____ Records
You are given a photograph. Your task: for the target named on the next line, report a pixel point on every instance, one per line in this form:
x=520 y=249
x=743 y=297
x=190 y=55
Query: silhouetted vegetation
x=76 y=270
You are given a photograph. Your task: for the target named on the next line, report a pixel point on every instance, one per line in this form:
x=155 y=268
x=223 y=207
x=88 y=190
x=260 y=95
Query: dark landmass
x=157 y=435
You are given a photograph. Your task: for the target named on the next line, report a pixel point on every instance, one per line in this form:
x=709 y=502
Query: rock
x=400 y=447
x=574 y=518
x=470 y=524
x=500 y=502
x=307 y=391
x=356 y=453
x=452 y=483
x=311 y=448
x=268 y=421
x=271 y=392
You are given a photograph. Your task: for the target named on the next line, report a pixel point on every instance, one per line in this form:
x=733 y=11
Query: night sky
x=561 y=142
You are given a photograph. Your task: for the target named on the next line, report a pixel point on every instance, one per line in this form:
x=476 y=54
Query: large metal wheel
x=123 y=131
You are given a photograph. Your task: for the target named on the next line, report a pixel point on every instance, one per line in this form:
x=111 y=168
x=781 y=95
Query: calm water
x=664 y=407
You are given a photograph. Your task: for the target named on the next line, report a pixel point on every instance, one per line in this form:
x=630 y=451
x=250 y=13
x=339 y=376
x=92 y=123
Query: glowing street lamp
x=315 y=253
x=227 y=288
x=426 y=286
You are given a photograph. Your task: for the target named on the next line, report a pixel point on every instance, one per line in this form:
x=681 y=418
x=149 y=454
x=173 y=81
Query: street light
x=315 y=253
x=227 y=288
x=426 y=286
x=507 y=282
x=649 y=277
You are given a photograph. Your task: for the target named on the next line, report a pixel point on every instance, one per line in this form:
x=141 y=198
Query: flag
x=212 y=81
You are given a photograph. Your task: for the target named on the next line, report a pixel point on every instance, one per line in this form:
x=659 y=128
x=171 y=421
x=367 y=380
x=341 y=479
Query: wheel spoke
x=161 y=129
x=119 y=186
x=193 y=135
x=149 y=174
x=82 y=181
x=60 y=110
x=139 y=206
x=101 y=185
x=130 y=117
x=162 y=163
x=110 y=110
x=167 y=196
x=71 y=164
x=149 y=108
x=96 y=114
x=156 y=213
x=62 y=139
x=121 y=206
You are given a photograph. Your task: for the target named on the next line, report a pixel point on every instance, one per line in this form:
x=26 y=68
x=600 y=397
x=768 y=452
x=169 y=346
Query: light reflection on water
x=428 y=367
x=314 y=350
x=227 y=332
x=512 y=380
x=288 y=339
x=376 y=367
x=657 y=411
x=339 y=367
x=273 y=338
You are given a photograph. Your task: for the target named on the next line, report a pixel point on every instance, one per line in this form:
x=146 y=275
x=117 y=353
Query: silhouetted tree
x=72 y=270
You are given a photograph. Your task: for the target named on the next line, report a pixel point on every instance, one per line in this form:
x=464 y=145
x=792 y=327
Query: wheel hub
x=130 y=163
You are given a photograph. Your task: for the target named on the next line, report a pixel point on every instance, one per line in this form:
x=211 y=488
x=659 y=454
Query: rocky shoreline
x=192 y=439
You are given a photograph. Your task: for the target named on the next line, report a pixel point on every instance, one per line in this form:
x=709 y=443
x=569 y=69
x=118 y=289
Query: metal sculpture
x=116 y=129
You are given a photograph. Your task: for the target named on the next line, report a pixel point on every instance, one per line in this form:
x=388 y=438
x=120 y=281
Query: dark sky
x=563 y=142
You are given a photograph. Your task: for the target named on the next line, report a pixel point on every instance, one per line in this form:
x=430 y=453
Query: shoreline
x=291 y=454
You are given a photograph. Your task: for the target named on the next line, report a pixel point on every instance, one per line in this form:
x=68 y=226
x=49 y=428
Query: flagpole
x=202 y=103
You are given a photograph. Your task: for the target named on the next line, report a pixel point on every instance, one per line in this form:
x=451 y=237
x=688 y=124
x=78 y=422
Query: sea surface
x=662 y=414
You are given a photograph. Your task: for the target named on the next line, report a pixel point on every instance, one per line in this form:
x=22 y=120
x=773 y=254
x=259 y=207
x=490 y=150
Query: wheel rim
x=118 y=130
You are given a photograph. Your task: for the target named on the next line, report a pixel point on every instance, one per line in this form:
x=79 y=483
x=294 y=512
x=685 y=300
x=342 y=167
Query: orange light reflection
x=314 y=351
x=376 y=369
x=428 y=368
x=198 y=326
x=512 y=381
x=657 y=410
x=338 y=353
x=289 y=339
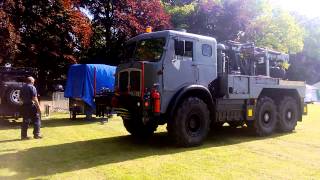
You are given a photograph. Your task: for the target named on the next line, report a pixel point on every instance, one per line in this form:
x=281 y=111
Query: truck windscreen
x=145 y=50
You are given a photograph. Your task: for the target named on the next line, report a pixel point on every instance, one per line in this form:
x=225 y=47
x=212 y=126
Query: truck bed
x=247 y=87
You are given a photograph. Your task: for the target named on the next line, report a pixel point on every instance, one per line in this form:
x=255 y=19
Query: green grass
x=91 y=150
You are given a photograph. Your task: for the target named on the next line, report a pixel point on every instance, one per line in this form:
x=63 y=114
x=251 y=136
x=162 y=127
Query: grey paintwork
x=250 y=87
x=178 y=72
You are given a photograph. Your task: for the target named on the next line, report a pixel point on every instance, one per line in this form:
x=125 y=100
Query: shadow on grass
x=6 y=124
x=49 y=160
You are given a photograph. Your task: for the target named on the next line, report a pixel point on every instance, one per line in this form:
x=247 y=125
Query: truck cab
x=192 y=83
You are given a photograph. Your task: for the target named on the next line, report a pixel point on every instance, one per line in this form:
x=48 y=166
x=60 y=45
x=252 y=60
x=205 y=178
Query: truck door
x=206 y=61
x=178 y=68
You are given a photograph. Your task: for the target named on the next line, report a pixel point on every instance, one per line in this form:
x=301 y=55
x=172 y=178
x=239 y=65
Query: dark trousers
x=30 y=115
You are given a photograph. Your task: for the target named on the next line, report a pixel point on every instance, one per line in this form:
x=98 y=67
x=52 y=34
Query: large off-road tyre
x=265 y=117
x=13 y=96
x=288 y=114
x=138 y=129
x=191 y=123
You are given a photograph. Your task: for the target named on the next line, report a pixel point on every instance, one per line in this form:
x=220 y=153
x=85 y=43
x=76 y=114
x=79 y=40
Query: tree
x=9 y=36
x=278 y=30
x=115 y=22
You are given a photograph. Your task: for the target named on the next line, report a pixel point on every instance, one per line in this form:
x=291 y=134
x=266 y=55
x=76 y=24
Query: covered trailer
x=83 y=83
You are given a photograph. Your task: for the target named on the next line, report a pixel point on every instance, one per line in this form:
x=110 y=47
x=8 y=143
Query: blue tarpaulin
x=80 y=81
________
- [Written problem]:
Please give the number of lines in the items above that contain the string "truck", with case counting. Reply with the number only.

- [Reply to the exercise]:
4